━━━ Records shown

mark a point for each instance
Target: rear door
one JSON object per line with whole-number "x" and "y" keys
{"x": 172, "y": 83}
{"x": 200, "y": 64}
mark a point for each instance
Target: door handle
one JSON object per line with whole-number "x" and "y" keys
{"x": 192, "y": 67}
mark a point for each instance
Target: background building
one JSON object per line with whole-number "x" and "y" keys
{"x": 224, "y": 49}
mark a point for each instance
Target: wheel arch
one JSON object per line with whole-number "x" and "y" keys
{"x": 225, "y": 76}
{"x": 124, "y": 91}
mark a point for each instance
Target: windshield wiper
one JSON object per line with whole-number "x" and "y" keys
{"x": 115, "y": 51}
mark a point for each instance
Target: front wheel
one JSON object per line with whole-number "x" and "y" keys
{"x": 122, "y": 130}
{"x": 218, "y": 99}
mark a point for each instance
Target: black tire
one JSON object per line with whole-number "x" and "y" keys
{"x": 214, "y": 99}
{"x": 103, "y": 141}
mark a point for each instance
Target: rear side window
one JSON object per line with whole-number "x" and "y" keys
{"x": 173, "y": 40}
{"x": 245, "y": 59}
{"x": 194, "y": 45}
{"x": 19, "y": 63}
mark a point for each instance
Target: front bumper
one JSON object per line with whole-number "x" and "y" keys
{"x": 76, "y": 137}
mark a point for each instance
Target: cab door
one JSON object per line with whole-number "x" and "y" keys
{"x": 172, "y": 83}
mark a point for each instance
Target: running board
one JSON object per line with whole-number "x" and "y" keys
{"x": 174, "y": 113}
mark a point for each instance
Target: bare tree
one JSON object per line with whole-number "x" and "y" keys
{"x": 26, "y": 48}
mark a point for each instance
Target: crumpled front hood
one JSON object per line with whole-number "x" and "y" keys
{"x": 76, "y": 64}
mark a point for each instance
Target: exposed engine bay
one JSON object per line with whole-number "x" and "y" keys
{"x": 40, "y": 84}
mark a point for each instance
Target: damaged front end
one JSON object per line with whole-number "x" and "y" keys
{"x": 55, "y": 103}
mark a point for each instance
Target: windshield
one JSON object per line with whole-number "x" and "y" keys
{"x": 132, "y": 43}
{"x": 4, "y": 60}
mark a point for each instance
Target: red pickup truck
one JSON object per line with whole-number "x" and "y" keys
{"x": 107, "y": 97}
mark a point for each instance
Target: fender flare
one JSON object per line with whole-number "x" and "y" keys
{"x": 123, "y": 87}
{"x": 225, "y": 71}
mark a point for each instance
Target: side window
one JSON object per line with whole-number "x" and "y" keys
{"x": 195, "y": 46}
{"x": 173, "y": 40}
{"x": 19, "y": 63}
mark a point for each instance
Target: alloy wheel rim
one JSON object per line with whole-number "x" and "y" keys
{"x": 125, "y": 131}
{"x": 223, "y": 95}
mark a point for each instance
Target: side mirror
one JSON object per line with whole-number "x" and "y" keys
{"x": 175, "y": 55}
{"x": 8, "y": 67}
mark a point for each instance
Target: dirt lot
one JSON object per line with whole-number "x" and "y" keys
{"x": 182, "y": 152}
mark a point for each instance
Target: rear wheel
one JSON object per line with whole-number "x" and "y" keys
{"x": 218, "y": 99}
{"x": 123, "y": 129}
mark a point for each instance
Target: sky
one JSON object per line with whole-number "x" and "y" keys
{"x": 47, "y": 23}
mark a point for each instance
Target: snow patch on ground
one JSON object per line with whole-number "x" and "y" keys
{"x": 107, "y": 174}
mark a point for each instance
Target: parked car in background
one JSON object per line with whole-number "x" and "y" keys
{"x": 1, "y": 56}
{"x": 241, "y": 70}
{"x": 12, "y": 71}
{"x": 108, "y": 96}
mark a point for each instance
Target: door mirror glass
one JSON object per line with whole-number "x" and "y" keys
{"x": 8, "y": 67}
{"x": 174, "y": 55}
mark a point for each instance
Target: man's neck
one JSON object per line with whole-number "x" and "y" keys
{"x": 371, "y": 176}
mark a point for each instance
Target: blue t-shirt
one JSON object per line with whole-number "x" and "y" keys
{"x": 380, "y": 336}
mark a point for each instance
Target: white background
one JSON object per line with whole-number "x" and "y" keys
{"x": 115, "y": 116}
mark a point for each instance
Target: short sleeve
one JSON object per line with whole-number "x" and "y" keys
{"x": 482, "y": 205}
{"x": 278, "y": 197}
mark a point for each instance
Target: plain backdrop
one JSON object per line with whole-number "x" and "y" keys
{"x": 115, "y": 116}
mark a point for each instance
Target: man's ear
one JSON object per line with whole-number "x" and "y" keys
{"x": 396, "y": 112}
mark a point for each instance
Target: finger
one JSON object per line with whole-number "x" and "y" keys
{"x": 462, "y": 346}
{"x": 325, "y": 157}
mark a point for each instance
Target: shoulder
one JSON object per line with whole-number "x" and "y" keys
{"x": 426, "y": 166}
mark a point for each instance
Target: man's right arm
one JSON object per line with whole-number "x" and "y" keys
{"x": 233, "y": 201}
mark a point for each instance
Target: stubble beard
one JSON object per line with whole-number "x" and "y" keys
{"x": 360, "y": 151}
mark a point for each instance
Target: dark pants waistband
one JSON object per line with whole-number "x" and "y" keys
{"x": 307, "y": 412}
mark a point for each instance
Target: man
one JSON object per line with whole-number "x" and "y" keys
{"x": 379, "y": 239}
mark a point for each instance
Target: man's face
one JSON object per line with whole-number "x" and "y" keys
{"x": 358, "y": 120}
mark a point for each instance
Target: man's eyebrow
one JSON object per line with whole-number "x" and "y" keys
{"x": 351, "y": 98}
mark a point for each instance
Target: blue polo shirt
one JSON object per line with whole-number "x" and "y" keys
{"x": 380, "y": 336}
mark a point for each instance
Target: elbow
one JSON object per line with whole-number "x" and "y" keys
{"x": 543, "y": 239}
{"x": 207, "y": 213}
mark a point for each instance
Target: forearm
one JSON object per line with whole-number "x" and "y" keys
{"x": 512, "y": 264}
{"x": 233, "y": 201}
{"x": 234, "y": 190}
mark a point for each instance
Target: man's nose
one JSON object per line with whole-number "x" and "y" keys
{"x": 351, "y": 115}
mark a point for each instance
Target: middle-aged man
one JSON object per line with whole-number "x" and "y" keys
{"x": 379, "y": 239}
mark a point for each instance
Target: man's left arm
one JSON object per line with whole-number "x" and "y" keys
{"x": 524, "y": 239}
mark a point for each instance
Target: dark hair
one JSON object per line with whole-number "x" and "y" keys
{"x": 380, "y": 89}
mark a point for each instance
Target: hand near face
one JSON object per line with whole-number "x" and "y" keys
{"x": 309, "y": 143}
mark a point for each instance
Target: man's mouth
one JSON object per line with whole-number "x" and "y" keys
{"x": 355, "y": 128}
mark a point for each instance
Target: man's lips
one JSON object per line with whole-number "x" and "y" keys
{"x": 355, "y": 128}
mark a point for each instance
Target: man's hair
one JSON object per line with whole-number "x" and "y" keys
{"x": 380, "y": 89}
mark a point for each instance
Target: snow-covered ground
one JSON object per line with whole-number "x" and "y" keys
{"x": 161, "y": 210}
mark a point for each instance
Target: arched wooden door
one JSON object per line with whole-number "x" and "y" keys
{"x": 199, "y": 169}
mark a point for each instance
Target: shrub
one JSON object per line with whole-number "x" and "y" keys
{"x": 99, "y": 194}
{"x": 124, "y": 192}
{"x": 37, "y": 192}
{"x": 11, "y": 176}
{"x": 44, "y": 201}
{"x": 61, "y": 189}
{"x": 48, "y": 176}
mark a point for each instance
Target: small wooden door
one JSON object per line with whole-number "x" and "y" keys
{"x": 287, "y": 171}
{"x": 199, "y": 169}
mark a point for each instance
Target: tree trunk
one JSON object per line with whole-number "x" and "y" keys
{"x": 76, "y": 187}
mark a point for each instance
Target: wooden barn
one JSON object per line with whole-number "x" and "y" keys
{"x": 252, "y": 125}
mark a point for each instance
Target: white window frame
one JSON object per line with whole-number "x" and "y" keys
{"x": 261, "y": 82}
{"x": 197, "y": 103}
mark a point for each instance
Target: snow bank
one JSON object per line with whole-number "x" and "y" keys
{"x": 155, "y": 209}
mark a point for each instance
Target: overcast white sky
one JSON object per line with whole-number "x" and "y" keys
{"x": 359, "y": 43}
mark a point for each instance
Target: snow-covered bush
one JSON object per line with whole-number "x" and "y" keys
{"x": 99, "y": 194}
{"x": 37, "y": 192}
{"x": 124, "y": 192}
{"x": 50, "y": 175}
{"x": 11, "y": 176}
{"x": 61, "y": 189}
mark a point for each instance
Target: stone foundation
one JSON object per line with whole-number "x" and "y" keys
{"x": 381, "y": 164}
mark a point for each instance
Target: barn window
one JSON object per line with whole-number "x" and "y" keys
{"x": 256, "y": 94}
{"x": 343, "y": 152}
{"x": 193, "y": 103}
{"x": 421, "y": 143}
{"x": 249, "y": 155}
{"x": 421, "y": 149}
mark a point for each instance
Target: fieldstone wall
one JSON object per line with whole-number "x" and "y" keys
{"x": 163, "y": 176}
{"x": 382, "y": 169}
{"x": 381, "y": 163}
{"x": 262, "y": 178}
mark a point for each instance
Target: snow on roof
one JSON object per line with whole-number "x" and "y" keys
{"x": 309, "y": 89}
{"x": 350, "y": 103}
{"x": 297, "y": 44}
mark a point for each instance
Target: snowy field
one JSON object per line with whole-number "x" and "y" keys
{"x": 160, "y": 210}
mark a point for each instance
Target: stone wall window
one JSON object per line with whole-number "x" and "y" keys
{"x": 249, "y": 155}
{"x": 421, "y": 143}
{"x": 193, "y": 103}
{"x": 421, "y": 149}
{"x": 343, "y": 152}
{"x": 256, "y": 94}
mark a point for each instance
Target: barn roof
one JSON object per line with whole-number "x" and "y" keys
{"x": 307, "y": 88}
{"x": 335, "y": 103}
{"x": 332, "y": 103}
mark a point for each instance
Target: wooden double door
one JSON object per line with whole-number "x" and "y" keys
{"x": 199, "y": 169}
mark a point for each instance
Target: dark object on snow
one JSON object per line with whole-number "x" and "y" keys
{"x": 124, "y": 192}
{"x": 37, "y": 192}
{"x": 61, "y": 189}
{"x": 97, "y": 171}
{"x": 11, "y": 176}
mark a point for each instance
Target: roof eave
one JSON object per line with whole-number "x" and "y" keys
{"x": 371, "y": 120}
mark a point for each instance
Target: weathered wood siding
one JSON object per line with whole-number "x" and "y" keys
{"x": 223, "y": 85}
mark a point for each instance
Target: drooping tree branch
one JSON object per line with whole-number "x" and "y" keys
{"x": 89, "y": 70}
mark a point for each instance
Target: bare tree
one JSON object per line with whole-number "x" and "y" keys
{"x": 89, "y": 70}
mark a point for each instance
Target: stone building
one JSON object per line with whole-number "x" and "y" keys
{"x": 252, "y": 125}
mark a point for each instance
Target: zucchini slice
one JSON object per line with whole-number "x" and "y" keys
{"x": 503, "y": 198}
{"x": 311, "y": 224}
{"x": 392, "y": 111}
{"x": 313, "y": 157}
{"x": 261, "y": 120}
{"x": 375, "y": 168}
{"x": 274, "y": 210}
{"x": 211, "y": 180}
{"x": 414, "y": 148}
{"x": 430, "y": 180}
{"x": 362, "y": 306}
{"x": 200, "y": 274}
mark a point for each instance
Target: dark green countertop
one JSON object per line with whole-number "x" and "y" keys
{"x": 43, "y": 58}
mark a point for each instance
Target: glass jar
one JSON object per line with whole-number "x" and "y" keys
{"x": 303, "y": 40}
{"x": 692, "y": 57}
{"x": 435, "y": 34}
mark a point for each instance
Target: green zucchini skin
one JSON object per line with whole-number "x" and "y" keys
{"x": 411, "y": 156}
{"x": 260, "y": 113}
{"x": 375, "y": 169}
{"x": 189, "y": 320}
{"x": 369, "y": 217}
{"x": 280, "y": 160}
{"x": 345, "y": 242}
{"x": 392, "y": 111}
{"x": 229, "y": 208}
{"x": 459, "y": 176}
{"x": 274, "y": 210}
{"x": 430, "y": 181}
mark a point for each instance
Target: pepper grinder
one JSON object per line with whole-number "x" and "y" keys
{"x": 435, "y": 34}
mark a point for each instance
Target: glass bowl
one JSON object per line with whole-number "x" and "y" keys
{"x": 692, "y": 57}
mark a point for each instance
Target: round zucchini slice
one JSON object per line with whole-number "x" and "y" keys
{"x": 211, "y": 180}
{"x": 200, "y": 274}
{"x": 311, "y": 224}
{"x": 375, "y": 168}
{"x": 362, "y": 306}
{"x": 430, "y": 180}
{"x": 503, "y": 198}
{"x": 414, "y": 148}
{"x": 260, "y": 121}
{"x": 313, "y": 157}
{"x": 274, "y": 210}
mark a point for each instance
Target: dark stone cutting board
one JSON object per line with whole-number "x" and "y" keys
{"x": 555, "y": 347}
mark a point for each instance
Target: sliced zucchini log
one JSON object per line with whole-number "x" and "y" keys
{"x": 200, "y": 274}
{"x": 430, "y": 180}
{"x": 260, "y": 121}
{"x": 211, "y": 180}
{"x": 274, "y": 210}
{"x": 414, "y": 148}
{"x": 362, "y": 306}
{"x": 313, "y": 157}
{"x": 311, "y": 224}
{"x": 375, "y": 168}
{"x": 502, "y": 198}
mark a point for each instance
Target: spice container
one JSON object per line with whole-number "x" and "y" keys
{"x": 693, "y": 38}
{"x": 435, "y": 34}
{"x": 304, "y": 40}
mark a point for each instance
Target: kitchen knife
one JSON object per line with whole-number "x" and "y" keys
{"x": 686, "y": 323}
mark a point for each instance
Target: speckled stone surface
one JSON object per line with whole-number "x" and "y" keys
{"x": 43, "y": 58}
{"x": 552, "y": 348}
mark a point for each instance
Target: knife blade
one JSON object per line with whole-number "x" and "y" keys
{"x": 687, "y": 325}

━━━━━━

- _Do this_: How many lines of the records above contain the string "green"? Reply with the number only.

- _Answer below_: 2